*Stored data*:
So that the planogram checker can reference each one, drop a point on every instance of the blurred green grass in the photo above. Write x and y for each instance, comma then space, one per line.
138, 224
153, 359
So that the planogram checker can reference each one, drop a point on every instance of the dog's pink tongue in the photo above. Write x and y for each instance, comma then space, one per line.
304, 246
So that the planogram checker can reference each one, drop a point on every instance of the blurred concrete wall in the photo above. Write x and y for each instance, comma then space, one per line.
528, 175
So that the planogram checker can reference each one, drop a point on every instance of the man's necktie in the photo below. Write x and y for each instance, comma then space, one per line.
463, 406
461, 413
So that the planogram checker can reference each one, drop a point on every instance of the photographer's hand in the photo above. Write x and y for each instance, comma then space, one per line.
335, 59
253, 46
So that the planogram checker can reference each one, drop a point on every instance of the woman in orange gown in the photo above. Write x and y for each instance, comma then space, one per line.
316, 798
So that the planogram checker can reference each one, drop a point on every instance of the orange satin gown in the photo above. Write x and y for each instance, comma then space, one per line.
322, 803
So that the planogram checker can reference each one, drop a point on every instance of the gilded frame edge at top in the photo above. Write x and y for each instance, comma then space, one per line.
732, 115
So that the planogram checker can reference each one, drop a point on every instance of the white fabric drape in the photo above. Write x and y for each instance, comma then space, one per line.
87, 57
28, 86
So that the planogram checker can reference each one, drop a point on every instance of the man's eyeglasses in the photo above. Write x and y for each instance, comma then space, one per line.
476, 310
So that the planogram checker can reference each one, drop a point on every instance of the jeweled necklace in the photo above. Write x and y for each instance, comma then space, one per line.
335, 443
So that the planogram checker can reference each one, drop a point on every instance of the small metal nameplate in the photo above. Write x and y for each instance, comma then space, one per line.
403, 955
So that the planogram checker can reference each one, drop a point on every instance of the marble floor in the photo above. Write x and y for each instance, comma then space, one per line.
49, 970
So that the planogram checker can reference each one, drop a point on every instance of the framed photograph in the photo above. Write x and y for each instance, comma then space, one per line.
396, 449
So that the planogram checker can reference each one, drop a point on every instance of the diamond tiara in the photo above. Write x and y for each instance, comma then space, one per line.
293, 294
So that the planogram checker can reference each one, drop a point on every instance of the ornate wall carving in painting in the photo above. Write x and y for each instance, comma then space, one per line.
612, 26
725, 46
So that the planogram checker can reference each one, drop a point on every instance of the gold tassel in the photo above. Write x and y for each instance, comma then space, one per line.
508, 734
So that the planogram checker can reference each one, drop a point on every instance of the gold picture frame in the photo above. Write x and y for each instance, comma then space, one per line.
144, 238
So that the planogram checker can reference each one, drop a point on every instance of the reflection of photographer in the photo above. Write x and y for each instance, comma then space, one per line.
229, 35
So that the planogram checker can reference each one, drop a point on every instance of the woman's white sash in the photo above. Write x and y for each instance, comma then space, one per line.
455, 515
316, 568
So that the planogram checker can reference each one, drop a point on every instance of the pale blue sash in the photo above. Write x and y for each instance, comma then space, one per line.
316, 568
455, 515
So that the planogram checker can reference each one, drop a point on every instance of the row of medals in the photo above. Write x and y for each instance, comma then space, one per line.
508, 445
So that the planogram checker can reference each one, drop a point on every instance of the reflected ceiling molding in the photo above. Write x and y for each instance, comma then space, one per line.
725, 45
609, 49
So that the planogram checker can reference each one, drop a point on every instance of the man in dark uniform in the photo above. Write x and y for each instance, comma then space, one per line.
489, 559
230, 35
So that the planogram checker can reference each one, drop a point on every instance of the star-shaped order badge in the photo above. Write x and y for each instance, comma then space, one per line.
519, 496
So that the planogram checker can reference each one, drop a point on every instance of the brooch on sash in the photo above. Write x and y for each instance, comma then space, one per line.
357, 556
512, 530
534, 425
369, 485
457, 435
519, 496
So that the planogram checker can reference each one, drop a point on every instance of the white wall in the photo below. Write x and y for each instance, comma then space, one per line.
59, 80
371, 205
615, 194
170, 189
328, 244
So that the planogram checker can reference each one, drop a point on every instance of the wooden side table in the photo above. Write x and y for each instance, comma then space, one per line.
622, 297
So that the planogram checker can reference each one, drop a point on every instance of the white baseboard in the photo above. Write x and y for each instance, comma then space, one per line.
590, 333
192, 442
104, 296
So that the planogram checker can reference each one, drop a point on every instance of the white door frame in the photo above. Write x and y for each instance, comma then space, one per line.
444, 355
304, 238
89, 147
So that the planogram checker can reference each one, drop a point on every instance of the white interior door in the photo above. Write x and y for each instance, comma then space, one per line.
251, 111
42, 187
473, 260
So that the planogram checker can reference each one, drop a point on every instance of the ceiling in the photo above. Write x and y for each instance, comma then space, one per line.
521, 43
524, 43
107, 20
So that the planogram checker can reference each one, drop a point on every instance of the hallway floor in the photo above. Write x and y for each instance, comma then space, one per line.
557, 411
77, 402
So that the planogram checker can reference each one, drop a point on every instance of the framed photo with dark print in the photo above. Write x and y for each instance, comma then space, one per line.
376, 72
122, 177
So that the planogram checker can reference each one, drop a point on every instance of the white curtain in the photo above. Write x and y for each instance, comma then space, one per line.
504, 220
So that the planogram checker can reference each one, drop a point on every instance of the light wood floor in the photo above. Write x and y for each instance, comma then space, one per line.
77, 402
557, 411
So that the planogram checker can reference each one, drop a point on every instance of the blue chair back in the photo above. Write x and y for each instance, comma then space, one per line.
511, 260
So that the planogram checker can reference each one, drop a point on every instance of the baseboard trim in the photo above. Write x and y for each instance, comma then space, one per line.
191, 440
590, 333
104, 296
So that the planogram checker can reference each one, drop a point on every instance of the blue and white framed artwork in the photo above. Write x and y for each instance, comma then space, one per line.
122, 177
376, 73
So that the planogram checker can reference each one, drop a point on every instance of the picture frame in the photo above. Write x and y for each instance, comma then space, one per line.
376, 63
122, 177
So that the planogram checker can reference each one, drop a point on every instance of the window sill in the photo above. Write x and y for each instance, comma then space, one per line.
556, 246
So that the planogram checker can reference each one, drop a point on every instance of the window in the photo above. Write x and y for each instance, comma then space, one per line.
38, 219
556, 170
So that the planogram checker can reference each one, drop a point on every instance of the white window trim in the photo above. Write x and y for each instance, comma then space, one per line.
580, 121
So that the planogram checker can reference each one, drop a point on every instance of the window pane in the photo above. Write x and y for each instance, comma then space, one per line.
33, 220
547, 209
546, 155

*What is needed*: The answer must be a word-for-word restatement of the records.

*Result of the exercise*:
So that the planogram checker can reference each one, drop a point on every instance of the blurred green grass in the photo above. Write x and y for each instance, comma then space, one per line.
138, 224
153, 359
So that the planogram checker can reference each one, drop a point on every instance of the dog's pink tongue in the photo above. Write x and y for each instance, comma then space, one per line.
304, 246
So that the planogram checker can reference each one, drop a point on every instance of the blurred concrete wall in the photo above. Write x and y for each instance, comma then space, one per line.
528, 175
So that the planogram checker can reference each one, drop a point on every instance of the man's necktie in the photo below. Write x and y for each instance, comma then space, one per line.
463, 406
461, 413
So that the planogram checker can reference each one, drop a point on every instance of the photographer's hand in the photo above. Write x and y for each instance, comma then space, one per line.
335, 59
253, 46
So that the planogram checker can reference each one, drop a point on every instance of the woman in orange gown in the photo above. Write x and y for each instance, comma then space, one per line.
316, 798
So that the planogram checker can reference each one, drop a point on every instance of the orange satin gown in the photo above. Write x and y for each instance, comma then space, one per line.
322, 803
So that the planogram checker can reference each one, drop a point on every instance of the gilded frame edge at top in the photo above. Write x and y for each instance, comma then space, one per line.
732, 115
So that the planogram checker can reference each one, drop a point on every instance of the white fabric drape in the photo above. Write x and y for each instance, comma then space, one per line.
87, 57
28, 86
So that the planogram checker can reference each one, drop a point on every instance of the man's eyeglasses in the photo above. Write x and y for each instance, comma then space, one per line.
476, 310
So that the planogram checker can reference each one, drop a point on every instance of the jeweled necklace in the photo above. Write x and y for each instance, comma then space, one per line.
335, 443
So that the planogram checker can reference each one, drop a point on every instance of the small metal nameplate in the photo above. Write x and y for each instance, comma then space, one per line.
403, 955
So that the planogram checker can reference each one, drop a point on every instance of the marble floor in the photo above. Write x and y for each instance, comma then space, one per line.
49, 970
So that the planogram checker can reference each one, drop a point on every instance of the framed photograph in the photo above. Write x and y for each instance, comma then space, one per line.
396, 449
So that the planogram checker can reference each one, drop a point on every instance of the diamond tiara in the photo above. Write x and y for each instance, comma then space, one per line.
293, 294
So that the planogram checker can reference each one, drop a point on every instance of the ornate wall carving in painting in the photo above. Write x and y for each instance, comma then space, one per line.
612, 26
725, 46
So that the planogram checker can reference each one, drop a point on every instance of the gold tassel in the photo above. Write x and y for each instance, comma then space, one per line.
508, 734
So that the planogram checker can reference each one, drop a point on every instance of the gold picture frame in the photo above. Write x and y for each instance, comma then space, one per line.
144, 238
So that the planogram checker can reference each one, drop a point on every instance of the reflection of photographer in the photo above. Write x and y for each instance, comma then space, one per line.
229, 35
So that the planogram checker can reference each one, drop a point on every instance of the woman's white sash in the photo above. Write x and y for each instance, comma then space, one per line.
455, 515
316, 568
So that the planogram checker can reference each one, drop a point on every instance of the pale blue sash in the photo above. Write x and y for each instance, comma then space, one per line.
316, 568
455, 515
So that the planogram checker can reference each one, drop a point on every instance of the row of medals in the photo above. Write x and y for each instance, comma then space, one per line.
508, 445
So that the planogram checker can reference each one, drop a point on every instance of the reflected ceiling molding in the photo above. Write x and y for each instance, comma then space, one per line.
725, 45
609, 49
So that the planogram checker can reference each one, drop a point on every instance of the man in dark uniform in the photo above. Write x and y for each instance, comma then space, one per line.
489, 559
230, 35
So that the planogram checker can reference each one, drop a point on every instance of the star-shaped order badge in the photo above. Write x and y for each instance, comma then space, one per line.
519, 496
So that the planogram checker can reference each one, drop a point on every instance of the brooch on sash in the photo above. Write x and y for each instance, comma then space, one per line.
357, 556
512, 530
534, 425
369, 485
457, 435
519, 496
So that the planogram checker can reference each one, drop a point on every instance of the white wall in the photo below. Write x and y for each instance, comma then space, one per line.
59, 80
371, 205
615, 194
170, 189
328, 244
So that the planogram checker can reference each one, drop a point on every instance of the wooden side table in the photo above. Write x and y for each instance, comma then space, one per line.
622, 297
So that the planogram checker can reference each one, drop a point on every instance of the white baseboard in the photo above. Write x and y for each instance, comma then space, one per line.
590, 333
192, 442
104, 296
So that the planogram checker can reference each one, drop a point on every instance of the white door frame in the photo above. Write x and y for each instance, comma then space, one per line.
444, 355
304, 238
89, 147
So that the planogram checker can reference each one, drop a point on every instance of the white interior door in the photo above. Write x and y for each instance, comma then space, one per line.
251, 111
42, 187
473, 260
So that the planogram checker can reference each one, drop a point on every instance of the ceiling in the photo above. Write x and y for each instance, comma then space, one per line.
521, 43
524, 43
107, 20
So that the planogram checker can reference each one, drop a point on every instance of the hallway floor in the photo above. Write x and y for each instance, comma then space, one per line.
557, 411
77, 402
So that the planogram checker can reference each one, drop a point on every instance of the framed photo with dark print in the photo above. Write x and y for each instance, comma then space, one per line.
376, 72
122, 177
So that the planogram checker can reference each one, drop a point on every instance of the white curtain in the photo above. Write x and y for each instance, comma then space, one per line.
504, 220
So that the planogram checker can reference each one, drop a point on every instance of the light wood floor in the photo above. Write x and y for each instance, comma then space, one per line.
77, 402
557, 411
So that the planogram checker can reference each one, drop a point on every instance of the blue chair back in the photo above. Write x and y for each instance, comma then space, one per line.
511, 260
So that the planogram checker can reference each one, drop a point on every instance of the baseboard trim in the photo above. Write x and y for each instance, comma then space, one per line.
191, 440
590, 333
104, 296
So that the planogram checker can reference each one, drop a point on every instance of the blue and white framed artwork in the photo above. Write x and y for each instance, comma then space, one per line.
122, 177
376, 73
So that the planogram checker can reference each one, drop a point on every instance of the picture frame in the photo above. Write x and y for each instance, comma then space, one per line.
376, 63
122, 177
So that the planogram checker can reference each one, drop a point on every instance of the window sill in the photo above. Write x and y for each instance, comma then space, one per line.
556, 246
So that the planogram checker can reference each one, drop a point on every instance of the window in the photo above. Write x and y for each instance, comma then space, one per line.
38, 219
556, 170
So that the planogram checker can reference each one, drop a point on every instance of the white window trim in the photo above. Write x and y for each instance, comma then space, one per line.
580, 121
So that the planogram checker can reference each one, drop a point on every instance of the window pane in the photo above. Write x and y for each instance, comma then space, one per line.
33, 220
547, 209
546, 155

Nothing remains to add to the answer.